== SHORT TASK ==
Reproduce the part of the material that opens with its first line and closes with the line containing "454, 1, 565, 350", keeping both of those lines and changing nothing.

== DATA PROVIDED ==
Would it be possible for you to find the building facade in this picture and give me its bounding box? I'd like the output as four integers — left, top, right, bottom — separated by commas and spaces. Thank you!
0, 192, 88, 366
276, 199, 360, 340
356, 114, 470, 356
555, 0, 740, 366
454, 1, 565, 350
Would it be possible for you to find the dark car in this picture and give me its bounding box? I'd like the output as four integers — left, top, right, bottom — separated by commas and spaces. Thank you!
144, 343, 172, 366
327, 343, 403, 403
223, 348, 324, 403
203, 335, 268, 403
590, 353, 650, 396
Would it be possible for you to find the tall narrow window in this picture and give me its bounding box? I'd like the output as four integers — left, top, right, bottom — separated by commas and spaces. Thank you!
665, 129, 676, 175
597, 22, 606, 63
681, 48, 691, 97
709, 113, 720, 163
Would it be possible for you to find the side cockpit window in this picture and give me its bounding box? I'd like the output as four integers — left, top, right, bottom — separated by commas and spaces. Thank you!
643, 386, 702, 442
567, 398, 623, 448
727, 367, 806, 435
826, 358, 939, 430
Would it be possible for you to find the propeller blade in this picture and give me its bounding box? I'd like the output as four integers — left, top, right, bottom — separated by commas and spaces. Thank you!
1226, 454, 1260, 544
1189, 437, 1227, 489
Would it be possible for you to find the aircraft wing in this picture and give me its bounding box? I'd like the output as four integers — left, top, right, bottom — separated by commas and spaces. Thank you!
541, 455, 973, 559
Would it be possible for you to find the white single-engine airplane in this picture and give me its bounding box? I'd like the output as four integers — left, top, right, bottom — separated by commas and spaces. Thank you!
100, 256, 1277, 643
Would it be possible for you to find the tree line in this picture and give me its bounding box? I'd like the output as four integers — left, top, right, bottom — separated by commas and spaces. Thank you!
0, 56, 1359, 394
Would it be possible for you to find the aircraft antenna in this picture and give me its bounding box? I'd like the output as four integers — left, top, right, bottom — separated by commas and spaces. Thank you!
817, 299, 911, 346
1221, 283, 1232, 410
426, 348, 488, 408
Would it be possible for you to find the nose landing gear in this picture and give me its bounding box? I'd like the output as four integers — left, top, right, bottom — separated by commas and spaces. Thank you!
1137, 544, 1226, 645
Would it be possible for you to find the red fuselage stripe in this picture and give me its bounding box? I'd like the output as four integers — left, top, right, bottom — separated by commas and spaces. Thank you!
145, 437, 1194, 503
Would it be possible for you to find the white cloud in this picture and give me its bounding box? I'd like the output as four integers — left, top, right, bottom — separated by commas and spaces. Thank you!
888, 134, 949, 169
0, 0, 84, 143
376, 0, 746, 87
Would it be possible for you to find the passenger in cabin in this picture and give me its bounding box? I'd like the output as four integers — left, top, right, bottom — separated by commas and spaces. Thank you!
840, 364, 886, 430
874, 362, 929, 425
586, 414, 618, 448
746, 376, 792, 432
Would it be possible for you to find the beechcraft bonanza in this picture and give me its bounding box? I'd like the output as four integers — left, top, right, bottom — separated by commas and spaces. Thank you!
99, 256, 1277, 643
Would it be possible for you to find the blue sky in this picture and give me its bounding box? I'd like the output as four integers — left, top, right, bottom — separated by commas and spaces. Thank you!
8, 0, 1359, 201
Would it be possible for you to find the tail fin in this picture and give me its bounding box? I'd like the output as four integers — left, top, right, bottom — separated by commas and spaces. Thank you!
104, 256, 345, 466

== WRITTEN SOLUTION ==
Would it be possible for you to find the building facade in this picture and give me its bounding box? I'd like the output as four integers — left, top, right, bottom — separated by commas and spaces. Thank you!
0, 192, 88, 366
276, 199, 360, 340
356, 114, 470, 356
555, 0, 740, 366
454, 1, 565, 350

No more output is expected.